*Extrait*:
* * *
En Turquie, les relations de domination dans le secteur agricole reposent davantage sur les relations patrons-commerçants que sur les relations d’origine religieuse, ethnique ou parentale, à l’exception des régions de l’Est et de Sud-Est où vit la population kurde [10]. Le paysan anatolien n’est pas sous la domination du seigneur féodal en lien avec la terre sur laquelle il vit, comme c’était le cas dans le régime féodal européen. Mais, il n’est pas libre non plus au sens capitaliste. Dans ce système, le seigneur féodal est remplacé par le patron-commerçant qui fournit aux paysans la terre, le crédit et les intrants (inputs) pour leur production. En échange de ses services, le patron achète aux paysans leurs produits. En turc, le terme « aǧa » est utilisé pour décrire le patron-commerçant qui ressemble à un seigneur féodal européen[11]. Les relations aǧa-paysan sont davantage des relations clientélistes/ personnelles que des relations contractuelles. Les paysans ne sont pas libres de vendre leurs produits à qui ils veulent. Ils sont forcés d’accepter les prix des patrons qui leur assurent la protection en retour.

James C. Scott[12] souligne qu’en Asie de l’Est, les relations patron-client peuvent revêtir diverses formes selon les époques. Alors que dans les périodes prémodernes ces relations se distinguaient par des particularités locales, lors des périodes coloniales et postcoloniales, elles prennent des formes plus complexes. Le système se transforme en relations « de réseaux » et perd son caractère de système local de protection. Dans la mesure où l’agriculture s’articule au marché, la seule protection des patrons devient de plus en plus difficile. En conséquence, il devient nécessaire de se rassembler autour d’un plus grand patron en vue d’obtenir des ressources publiques et de s’intégrer aux marchés. Ce grand patron peut être un commerçant qui a accès au capital et aux marchés. Il peut aussi s’agir d’un patron déjà connu ou d’un bureaucrate de renom qui a facilement accès aux ressources gouvernementales.
* * *
*Entrées à traiter*:
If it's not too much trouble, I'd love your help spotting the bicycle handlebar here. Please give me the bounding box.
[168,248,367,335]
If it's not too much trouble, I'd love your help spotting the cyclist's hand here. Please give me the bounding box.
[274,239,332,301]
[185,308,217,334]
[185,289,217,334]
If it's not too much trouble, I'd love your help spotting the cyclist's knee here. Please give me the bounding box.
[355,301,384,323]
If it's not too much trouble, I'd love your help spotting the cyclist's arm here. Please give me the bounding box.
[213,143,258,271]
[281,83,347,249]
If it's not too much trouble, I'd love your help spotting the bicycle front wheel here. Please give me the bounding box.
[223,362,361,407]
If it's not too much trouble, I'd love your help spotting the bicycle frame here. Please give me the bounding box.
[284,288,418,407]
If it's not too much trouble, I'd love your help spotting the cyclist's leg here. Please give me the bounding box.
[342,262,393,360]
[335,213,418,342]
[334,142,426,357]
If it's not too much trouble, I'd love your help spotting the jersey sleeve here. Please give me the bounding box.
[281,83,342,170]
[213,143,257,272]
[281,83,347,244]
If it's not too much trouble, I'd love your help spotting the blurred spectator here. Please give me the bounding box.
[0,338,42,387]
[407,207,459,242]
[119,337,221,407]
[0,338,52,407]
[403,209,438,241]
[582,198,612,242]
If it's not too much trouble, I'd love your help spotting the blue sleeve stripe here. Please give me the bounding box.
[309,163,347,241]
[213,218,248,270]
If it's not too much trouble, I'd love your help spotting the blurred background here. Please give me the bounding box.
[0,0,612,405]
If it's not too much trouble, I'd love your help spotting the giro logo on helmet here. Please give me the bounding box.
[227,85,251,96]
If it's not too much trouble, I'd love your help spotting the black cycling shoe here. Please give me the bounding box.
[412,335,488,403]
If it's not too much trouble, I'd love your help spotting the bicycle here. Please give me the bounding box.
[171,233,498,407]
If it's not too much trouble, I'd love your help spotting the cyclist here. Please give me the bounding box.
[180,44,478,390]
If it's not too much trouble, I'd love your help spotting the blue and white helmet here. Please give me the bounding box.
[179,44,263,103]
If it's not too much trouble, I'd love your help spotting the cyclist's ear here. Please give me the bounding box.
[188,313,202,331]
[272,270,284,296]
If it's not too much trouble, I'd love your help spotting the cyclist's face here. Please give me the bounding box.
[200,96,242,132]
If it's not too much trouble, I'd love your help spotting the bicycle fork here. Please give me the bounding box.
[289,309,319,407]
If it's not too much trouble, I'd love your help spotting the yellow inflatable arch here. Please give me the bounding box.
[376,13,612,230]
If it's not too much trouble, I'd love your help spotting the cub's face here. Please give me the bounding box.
* * *
*Tâches à réaliser*:
• a. Selon l'extrait, quel terme turc sert à désigner le patron-commerçant ?
• b. Mettez à jour, s'il vous plaît, les entrées en partant de la ligne contenant « spectator here. Please give me the bounding box. » et en allant jusqu'à la ligne contenant « [412,335,488,403] », ces deux lignes comprises. Remplacez « sleeve stripe » par « sleeve band », laissez tout le reste inchangé et redonnez seulement ces lignes.

*Réponses par tâche*:
• a. Le terme « aǧa ».

• b.
If it's not too much trouble, I'd love your help spotting the blurred spectator here. Please give me the bounding box.
[0,338,42,387]
[407,207,459,242]
[119,337,221,407]
[0,338,52,407]
[403,209,438,241]
[582,198,612,242]
If it's not too much trouble, I'd love your help spotting the blue sleeve band here. Please give me the bounding box.
[309,163,347,241]
[213,218,248,270]
If it's not too much trouble, I'd love your help spotting the blurred background here. Please give me the bounding box.
[0,0,612,405]
If it's not too much trouble, I'd love your help spotting the giro logo on helmet here. Please give me the bounding box.
[227,85,251,96]
If it's not too much trouble, I'd love your help spotting the black cycling shoe here. Please give me the bounding box.
[412,335,488,403]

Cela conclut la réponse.